EXERCISE DATA ->
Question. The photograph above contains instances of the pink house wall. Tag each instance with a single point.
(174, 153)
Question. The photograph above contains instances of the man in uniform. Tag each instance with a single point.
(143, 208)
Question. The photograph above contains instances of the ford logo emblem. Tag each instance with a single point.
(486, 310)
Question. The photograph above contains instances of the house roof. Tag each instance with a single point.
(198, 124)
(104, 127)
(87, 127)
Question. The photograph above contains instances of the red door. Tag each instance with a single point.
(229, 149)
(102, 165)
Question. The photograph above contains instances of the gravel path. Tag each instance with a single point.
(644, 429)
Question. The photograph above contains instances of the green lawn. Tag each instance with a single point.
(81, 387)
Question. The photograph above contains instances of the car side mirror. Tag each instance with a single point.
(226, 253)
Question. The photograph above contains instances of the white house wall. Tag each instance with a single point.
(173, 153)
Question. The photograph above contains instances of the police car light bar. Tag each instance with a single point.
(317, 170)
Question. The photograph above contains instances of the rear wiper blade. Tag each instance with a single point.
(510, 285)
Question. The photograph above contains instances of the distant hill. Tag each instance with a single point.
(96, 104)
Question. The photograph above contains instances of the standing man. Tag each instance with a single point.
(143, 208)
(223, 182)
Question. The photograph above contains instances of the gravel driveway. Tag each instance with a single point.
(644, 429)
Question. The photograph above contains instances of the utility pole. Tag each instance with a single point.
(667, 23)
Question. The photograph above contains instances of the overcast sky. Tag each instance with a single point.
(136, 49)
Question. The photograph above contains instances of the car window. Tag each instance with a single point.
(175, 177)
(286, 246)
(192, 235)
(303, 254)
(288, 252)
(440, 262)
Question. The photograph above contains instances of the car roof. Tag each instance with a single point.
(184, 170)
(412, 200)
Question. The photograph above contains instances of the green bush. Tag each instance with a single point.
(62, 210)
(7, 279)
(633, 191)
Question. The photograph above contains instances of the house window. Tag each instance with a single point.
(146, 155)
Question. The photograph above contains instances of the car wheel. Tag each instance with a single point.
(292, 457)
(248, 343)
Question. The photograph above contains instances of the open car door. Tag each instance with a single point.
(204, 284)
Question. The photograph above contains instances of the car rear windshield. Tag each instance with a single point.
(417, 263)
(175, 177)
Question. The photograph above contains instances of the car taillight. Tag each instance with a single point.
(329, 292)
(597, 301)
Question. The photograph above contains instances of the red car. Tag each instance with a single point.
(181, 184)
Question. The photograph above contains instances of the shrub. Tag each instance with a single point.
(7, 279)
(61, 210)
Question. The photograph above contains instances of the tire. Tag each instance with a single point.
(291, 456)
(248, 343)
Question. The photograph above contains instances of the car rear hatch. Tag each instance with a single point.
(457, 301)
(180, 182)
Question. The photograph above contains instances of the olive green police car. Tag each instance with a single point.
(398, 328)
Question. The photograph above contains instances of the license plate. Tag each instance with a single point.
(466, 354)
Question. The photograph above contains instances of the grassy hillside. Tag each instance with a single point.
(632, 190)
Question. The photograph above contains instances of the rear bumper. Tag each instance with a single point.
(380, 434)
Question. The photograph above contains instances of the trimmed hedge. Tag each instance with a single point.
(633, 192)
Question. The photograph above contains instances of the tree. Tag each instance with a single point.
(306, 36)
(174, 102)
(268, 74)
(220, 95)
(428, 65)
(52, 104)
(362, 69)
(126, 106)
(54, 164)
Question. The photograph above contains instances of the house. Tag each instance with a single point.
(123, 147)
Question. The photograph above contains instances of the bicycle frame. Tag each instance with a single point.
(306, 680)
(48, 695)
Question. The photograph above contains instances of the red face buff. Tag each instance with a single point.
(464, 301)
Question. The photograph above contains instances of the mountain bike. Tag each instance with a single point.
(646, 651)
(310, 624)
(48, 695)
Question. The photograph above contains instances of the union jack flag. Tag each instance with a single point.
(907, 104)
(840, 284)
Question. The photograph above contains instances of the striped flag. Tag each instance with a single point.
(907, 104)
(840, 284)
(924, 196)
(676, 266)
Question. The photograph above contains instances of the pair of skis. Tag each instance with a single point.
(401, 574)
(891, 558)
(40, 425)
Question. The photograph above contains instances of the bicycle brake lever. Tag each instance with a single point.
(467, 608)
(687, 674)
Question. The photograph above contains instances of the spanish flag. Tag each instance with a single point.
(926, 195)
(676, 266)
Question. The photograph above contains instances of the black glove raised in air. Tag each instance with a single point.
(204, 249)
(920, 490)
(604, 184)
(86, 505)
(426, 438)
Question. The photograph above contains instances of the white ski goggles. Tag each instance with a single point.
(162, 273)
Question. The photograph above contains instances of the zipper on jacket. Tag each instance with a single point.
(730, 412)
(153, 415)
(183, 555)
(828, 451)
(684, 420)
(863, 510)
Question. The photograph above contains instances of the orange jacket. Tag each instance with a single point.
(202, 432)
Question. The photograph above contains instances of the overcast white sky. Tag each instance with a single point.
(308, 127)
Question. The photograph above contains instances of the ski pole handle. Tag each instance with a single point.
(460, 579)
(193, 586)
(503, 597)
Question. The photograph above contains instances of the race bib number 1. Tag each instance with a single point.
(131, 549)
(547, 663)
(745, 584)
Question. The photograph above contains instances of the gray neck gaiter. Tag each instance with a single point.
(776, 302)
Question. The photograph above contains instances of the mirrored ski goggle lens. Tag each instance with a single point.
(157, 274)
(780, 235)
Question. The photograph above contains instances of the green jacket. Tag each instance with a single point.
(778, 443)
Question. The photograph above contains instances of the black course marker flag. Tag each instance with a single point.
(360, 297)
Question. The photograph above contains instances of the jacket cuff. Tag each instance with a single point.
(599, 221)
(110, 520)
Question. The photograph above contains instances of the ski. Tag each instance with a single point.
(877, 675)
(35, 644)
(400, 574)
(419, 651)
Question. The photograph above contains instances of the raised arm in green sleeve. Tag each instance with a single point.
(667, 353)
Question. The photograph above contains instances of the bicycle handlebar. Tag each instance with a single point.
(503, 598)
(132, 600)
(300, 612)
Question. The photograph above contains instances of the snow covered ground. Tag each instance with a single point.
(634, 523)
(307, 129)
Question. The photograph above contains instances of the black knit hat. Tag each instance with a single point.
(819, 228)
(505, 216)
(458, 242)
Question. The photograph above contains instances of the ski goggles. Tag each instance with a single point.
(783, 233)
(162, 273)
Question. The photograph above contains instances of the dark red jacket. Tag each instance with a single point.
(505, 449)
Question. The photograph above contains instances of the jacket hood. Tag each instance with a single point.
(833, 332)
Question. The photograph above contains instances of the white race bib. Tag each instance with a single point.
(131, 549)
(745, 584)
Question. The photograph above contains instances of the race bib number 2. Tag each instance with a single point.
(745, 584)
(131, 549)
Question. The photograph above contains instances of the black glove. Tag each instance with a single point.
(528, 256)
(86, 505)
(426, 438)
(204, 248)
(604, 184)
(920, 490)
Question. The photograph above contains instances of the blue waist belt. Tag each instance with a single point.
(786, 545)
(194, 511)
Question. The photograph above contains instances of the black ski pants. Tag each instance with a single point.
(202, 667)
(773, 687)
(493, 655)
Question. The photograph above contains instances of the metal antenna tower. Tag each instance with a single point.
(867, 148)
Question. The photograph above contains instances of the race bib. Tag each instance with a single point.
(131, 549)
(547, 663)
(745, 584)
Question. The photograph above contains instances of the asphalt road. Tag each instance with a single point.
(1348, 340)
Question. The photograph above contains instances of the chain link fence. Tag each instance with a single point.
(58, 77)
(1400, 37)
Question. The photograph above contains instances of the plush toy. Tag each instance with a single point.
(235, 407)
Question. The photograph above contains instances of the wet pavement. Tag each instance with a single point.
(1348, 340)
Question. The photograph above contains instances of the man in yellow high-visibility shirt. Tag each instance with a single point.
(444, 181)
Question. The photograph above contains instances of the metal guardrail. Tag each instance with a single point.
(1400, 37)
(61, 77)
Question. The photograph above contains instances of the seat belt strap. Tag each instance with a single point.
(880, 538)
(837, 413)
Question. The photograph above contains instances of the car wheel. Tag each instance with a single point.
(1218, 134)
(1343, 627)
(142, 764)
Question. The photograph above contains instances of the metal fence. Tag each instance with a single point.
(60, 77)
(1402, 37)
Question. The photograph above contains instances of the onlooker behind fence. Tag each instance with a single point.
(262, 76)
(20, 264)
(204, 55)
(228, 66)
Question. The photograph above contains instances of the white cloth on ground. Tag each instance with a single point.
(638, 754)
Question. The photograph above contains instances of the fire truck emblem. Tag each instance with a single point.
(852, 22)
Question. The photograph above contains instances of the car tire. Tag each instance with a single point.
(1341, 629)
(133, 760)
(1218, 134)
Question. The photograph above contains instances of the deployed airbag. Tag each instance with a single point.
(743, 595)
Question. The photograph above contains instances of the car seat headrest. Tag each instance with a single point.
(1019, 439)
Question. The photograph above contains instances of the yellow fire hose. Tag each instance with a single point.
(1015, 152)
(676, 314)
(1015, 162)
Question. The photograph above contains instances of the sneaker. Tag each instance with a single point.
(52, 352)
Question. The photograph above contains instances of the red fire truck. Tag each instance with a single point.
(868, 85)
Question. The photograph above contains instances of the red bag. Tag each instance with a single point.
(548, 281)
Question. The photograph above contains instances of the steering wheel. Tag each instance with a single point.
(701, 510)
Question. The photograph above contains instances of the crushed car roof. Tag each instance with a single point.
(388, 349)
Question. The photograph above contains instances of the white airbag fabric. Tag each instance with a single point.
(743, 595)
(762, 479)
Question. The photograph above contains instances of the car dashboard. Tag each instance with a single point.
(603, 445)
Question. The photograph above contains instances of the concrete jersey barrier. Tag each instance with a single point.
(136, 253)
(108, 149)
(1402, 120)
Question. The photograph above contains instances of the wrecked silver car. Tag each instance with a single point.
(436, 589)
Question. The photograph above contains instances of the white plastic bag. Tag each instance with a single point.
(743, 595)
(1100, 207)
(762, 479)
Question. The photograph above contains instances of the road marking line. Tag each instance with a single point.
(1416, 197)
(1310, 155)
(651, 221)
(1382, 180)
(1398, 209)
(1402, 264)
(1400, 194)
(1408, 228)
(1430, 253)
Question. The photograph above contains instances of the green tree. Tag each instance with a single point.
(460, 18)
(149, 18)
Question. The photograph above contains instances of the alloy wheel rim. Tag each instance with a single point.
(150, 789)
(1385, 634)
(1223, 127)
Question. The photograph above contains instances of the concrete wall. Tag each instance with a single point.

EXERCISE PROMPT -> Reproduce the entries above verbatim, starting at the line that contains "barrier. Tag each instance with a single point." and continuing through the final line of the entries, with both ends included.

FINAL ANSWER ->
Question. The photograph above contains instances of the concrete jersey barrier. Tag each instance with a single point.
(136, 253)
(108, 149)
(1402, 120)
Question. The photograph above contains instances of the wrecked silver car. Tag each instance with a single point.
(436, 589)
Question. The photograph above contains instances of the white plastic bag. Tag each instance with a single point.
(743, 595)
(1100, 207)
(762, 479)
Question. The photograph above contains instances of the road marking line. Tag each instance with a single point.
(1416, 197)
(1310, 155)
(651, 221)
(1382, 180)
(1398, 209)
(1402, 264)
(1400, 194)
(1408, 228)
(1430, 253)
Question. The photograph above contains instances of the green tree. Tag each instance with a single point.
(460, 18)
(149, 18)
Question. The photograph above contains instances of the alloy wheel rim. Tag each instance with a single point.
(150, 789)
(1385, 634)
(1223, 127)
Question. The photograph above contains instances of the concrete wall. Tag each instance with a single point.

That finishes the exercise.